▶ _GIVEN RECORDS_
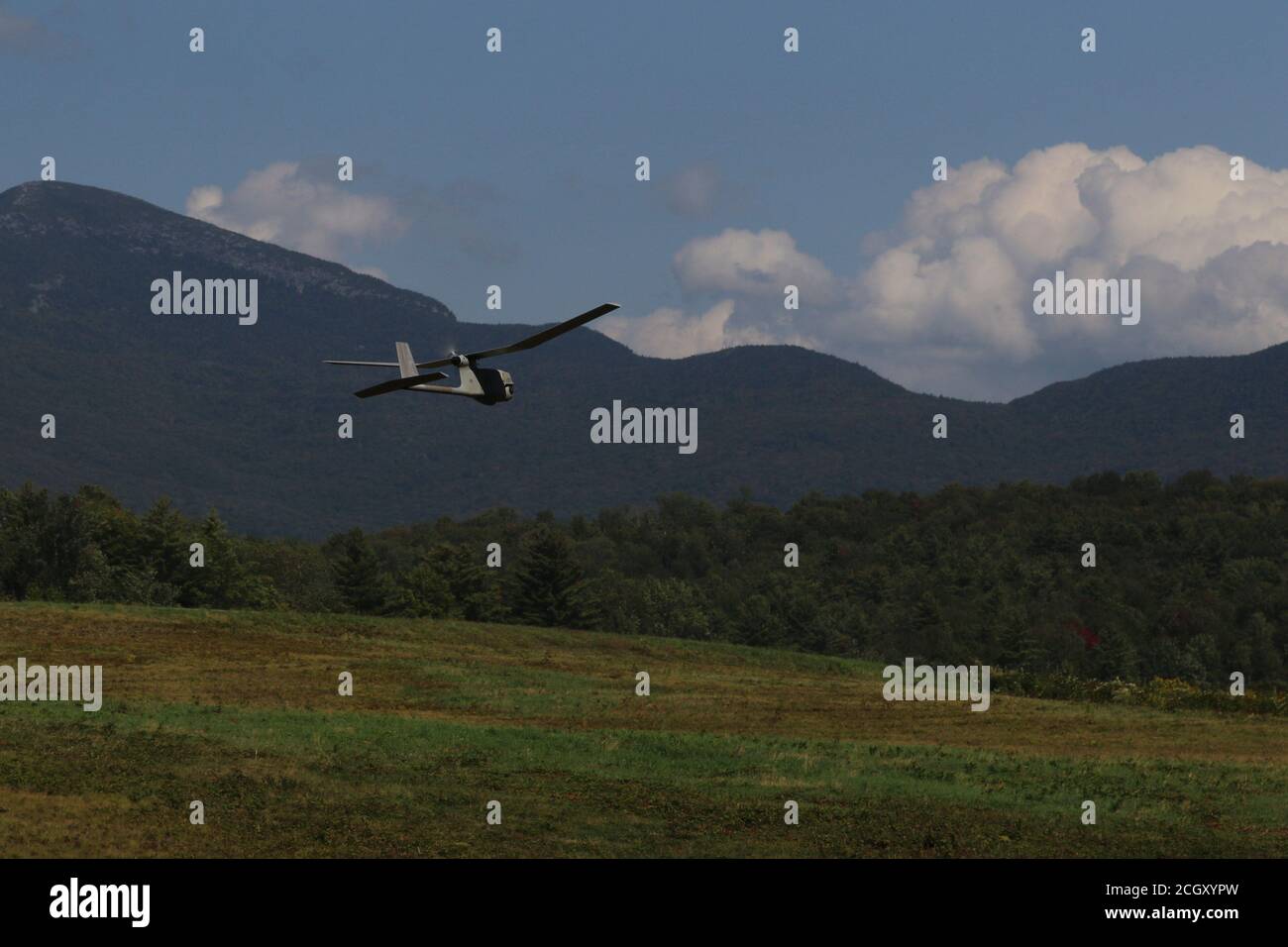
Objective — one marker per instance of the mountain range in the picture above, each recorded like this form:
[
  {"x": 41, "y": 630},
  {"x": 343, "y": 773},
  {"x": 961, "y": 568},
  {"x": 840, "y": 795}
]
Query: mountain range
[{"x": 245, "y": 418}]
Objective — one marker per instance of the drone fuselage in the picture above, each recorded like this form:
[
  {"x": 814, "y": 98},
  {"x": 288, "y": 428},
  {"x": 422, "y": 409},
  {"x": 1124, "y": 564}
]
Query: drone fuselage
[{"x": 485, "y": 385}]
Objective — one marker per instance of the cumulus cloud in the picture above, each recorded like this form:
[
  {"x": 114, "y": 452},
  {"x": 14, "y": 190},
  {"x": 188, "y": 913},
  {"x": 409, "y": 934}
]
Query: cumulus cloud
[
  {"x": 944, "y": 302},
  {"x": 692, "y": 191},
  {"x": 281, "y": 205}
]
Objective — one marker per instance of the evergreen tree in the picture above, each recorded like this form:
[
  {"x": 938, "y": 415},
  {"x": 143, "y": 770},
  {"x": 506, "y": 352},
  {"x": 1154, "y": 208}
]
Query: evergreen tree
[
  {"x": 550, "y": 585},
  {"x": 364, "y": 586}
]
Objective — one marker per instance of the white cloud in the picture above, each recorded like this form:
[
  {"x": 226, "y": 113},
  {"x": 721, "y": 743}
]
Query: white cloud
[
  {"x": 692, "y": 191},
  {"x": 279, "y": 205},
  {"x": 945, "y": 300}
]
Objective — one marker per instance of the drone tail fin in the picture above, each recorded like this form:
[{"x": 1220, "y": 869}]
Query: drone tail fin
[{"x": 406, "y": 364}]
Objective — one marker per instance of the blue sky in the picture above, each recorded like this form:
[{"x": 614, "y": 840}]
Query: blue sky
[{"x": 516, "y": 169}]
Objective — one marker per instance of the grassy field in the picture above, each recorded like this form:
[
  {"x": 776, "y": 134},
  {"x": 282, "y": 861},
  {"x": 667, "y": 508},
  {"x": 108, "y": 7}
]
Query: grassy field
[{"x": 241, "y": 710}]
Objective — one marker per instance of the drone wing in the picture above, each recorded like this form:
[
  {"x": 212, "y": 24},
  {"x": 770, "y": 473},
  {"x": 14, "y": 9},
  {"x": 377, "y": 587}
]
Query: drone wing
[
  {"x": 544, "y": 335},
  {"x": 399, "y": 382}
]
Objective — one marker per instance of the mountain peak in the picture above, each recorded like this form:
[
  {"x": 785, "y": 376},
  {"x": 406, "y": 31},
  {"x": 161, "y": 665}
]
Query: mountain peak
[{"x": 65, "y": 217}]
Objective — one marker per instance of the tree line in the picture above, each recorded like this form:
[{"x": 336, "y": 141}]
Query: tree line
[{"x": 1190, "y": 578}]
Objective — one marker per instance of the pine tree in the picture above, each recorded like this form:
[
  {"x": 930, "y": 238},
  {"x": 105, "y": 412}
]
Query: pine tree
[
  {"x": 364, "y": 586},
  {"x": 550, "y": 585}
]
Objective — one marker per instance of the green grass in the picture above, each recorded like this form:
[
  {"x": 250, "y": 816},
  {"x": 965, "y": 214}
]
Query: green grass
[{"x": 240, "y": 710}]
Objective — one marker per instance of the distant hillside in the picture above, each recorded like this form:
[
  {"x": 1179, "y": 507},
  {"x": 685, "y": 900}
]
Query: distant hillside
[{"x": 244, "y": 418}]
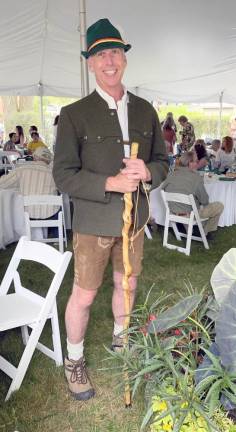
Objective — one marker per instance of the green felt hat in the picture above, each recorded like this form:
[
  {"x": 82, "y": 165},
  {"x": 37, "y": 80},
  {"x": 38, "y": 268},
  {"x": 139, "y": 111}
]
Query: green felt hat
[{"x": 103, "y": 35}]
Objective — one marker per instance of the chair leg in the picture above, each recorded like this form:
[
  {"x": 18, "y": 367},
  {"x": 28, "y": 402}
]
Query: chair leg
[
  {"x": 176, "y": 231},
  {"x": 147, "y": 232},
  {"x": 25, "y": 359},
  {"x": 60, "y": 233},
  {"x": 189, "y": 238},
  {"x": 203, "y": 235},
  {"x": 25, "y": 334},
  {"x": 166, "y": 232}
]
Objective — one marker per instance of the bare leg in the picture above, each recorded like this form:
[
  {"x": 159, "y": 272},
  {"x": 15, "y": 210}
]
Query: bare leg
[
  {"x": 118, "y": 304},
  {"x": 77, "y": 313}
]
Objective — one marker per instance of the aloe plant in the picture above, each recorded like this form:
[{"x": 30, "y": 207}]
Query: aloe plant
[{"x": 175, "y": 314}]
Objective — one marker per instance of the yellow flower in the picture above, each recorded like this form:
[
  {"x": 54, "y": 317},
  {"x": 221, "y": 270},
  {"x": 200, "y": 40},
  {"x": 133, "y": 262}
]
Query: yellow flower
[
  {"x": 159, "y": 406},
  {"x": 167, "y": 427}
]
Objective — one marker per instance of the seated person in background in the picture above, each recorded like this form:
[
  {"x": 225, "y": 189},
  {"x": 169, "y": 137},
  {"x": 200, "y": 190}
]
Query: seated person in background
[
  {"x": 213, "y": 148},
  {"x": 169, "y": 134},
  {"x": 187, "y": 134},
  {"x": 201, "y": 154},
  {"x": 10, "y": 144},
  {"x": 187, "y": 180},
  {"x": 170, "y": 118},
  {"x": 225, "y": 156},
  {"x": 35, "y": 143},
  {"x": 21, "y": 140},
  {"x": 34, "y": 178}
]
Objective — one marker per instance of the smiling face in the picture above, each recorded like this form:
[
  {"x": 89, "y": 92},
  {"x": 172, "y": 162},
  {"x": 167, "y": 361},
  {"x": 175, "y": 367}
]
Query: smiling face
[{"x": 108, "y": 66}]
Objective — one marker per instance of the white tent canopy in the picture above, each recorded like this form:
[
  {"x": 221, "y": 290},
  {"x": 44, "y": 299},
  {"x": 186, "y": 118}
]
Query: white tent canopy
[{"x": 182, "y": 50}]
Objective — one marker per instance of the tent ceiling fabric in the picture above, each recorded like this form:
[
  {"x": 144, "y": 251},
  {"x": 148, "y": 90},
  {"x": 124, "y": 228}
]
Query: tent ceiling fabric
[{"x": 182, "y": 50}]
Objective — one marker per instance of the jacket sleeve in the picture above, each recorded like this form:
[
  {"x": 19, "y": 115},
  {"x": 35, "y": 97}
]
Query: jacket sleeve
[
  {"x": 9, "y": 181},
  {"x": 158, "y": 165},
  {"x": 201, "y": 193},
  {"x": 68, "y": 173}
]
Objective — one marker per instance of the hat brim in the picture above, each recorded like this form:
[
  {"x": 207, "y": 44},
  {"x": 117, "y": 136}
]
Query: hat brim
[{"x": 105, "y": 45}]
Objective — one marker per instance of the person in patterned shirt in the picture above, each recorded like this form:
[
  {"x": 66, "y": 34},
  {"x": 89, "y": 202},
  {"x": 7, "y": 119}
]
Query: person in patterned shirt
[{"x": 187, "y": 134}]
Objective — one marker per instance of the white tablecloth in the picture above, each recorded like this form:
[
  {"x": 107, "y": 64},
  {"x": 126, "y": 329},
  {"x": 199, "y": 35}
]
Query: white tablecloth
[
  {"x": 223, "y": 191},
  {"x": 12, "y": 223}
]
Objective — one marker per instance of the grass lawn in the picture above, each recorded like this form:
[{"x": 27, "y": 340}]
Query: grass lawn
[{"x": 43, "y": 402}]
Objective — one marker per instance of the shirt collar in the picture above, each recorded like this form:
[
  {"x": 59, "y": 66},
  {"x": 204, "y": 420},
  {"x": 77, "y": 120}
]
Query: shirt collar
[{"x": 110, "y": 100}]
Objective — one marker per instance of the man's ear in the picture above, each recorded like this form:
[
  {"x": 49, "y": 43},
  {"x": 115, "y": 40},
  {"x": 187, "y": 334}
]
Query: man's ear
[{"x": 90, "y": 64}]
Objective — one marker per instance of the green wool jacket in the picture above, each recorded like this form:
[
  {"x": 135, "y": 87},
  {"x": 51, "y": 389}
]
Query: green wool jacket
[{"x": 89, "y": 148}]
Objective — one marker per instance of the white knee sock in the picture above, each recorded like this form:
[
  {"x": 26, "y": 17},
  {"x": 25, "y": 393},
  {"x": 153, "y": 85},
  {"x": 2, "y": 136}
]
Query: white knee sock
[
  {"x": 118, "y": 328},
  {"x": 75, "y": 351}
]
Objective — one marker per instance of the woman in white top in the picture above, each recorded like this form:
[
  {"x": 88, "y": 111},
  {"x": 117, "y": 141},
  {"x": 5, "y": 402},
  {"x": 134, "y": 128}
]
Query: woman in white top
[
  {"x": 55, "y": 131},
  {"x": 225, "y": 155}
]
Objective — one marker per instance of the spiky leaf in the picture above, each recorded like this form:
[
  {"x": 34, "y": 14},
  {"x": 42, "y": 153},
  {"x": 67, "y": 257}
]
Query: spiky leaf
[{"x": 175, "y": 314}]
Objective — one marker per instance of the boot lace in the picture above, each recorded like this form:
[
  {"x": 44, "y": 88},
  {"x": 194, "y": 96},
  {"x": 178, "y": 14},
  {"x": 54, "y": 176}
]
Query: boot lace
[{"x": 78, "y": 373}]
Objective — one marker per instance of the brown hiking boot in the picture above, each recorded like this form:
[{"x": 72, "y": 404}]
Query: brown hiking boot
[
  {"x": 118, "y": 344},
  {"x": 78, "y": 380}
]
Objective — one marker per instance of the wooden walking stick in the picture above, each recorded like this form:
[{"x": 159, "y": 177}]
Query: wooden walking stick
[{"x": 127, "y": 219}]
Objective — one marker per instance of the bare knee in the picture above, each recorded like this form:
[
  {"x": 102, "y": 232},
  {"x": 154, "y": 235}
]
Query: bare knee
[
  {"x": 81, "y": 297},
  {"x": 118, "y": 278}
]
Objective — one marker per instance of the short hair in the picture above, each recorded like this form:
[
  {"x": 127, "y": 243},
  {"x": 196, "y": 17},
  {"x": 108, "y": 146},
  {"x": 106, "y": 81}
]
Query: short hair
[
  {"x": 43, "y": 154},
  {"x": 200, "y": 149},
  {"x": 33, "y": 128},
  {"x": 182, "y": 118},
  {"x": 186, "y": 158},
  {"x": 34, "y": 133},
  {"x": 215, "y": 144},
  {"x": 228, "y": 144}
]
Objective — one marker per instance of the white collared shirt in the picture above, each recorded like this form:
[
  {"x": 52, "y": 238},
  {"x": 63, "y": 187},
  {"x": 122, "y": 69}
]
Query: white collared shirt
[{"x": 122, "y": 109}]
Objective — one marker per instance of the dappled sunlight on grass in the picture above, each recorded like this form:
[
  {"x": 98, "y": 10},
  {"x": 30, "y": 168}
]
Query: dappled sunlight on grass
[{"x": 43, "y": 402}]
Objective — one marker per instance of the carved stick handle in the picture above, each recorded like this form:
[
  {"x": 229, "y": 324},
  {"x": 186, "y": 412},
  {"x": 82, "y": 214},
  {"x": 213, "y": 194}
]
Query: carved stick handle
[{"x": 127, "y": 218}]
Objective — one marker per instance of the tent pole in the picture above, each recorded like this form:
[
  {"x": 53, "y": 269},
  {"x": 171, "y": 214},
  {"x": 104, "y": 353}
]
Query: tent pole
[
  {"x": 84, "y": 67},
  {"x": 40, "y": 87},
  {"x": 220, "y": 114}
]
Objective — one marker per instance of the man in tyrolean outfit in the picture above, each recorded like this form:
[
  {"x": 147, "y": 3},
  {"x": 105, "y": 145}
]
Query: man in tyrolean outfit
[{"x": 92, "y": 165}]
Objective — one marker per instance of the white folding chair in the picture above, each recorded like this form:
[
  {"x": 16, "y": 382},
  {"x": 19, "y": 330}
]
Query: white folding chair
[
  {"x": 27, "y": 309},
  {"x": 148, "y": 232},
  {"x": 189, "y": 219},
  {"x": 6, "y": 160},
  {"x": 45, "y": 200}
]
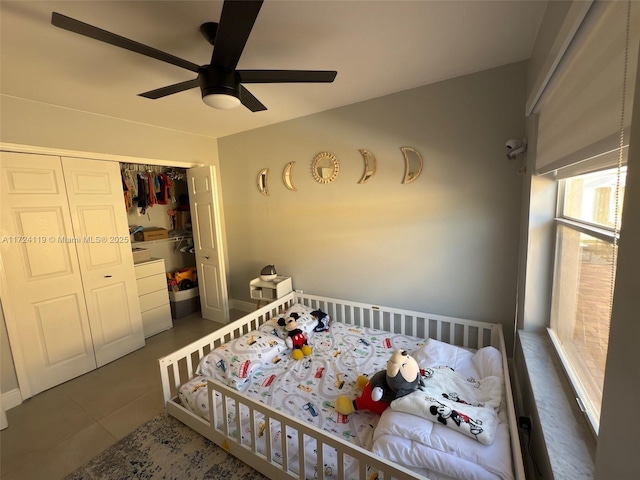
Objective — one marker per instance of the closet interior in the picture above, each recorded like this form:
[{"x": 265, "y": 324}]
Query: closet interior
[{"x": 157, "y": 204}]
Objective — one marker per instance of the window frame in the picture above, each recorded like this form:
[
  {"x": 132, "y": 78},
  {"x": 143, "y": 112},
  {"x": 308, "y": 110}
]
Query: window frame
[{"x": 603, "y": 233}]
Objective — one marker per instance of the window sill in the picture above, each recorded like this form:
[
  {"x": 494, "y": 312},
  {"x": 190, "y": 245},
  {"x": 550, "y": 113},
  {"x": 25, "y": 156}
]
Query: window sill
[{"x": 569, "y": 443}]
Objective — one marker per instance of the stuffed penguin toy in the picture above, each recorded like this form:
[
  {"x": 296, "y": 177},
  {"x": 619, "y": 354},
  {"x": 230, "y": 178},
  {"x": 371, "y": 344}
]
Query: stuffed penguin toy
[{"x": 401, "y": 377}]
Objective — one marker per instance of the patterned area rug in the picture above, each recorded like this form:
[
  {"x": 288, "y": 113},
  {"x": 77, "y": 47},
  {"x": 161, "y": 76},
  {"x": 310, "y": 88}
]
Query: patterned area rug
[{"x": 164, "y": 448}]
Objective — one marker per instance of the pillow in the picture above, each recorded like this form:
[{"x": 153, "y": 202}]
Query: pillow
[
  {"x": 309, "y": 321},
  {"x": 436, "y": 353},
  {"x": 486, "y": 362},
  {"x": 235, "y": 362}
]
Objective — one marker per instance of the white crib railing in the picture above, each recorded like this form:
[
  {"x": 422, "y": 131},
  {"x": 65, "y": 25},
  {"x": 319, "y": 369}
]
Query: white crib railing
[{"x": 178, "y": 367}]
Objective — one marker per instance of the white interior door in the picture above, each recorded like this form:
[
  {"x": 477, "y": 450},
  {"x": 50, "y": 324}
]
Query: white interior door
[
  {"x": 101, "y": 232},
  {"x": 42, "y": 292},
  {"x": 207, "y": 239}
]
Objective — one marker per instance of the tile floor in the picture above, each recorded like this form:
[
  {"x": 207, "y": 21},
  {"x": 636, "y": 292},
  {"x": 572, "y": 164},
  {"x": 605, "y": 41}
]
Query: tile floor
[{"x": 56, "y": 431}]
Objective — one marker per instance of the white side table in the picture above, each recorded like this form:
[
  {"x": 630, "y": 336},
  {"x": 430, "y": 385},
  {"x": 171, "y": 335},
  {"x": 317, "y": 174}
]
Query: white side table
[{"x": 262, "y": 291}]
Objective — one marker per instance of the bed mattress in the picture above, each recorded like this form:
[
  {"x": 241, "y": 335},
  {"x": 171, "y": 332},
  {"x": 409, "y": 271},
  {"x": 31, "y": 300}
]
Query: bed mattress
[{"x": 307, "y": 389}]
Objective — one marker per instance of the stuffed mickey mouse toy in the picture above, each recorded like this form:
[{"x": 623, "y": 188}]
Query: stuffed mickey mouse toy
[{"x": 296, "y": 338}]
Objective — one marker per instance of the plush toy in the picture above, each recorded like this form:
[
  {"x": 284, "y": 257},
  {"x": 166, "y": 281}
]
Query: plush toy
[
  {"x": 401, "y": 377},
  {"x": 323, "y": 321},
  {"x": 296, "y": 338}
]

▶ _WHAT TO DO_
Your output consists solely of the lines from the one with "Objective — one marker per instance of the bed" through the last line, copied exactly.

▶ _ANSWER BELOW_
Objective — one marker per instance of the bed mattress in the picture above, each recorded like this form:
[
  {"x": 241, "y": 335},
  {"x": 171, "y": 332},
  {"x": 409, "y": 271},
  {"x": 31, "y": 300}
]
Query: bed mattress
[{"x": 307, "y": 389}]
Objective — one marker per instance of the stuffed mickey mouse toy in the picture above, each recorded like this form:
[{"x": 623, "y": 188}]
Query: stuffed mickey mouse toy
[{"x": 296, "y": 338}]
Objective — one marker per instance of the plush toy in the picture above, each recorded like this form:
[
  {"x": 284, "y": 257},
  {"x": 166, "y": 281}
]
Query: plush toy
[
  {"x": 401, "y": 377},
  {"x": 323, "y": 321},
  {"x": 296, "y": 338}
]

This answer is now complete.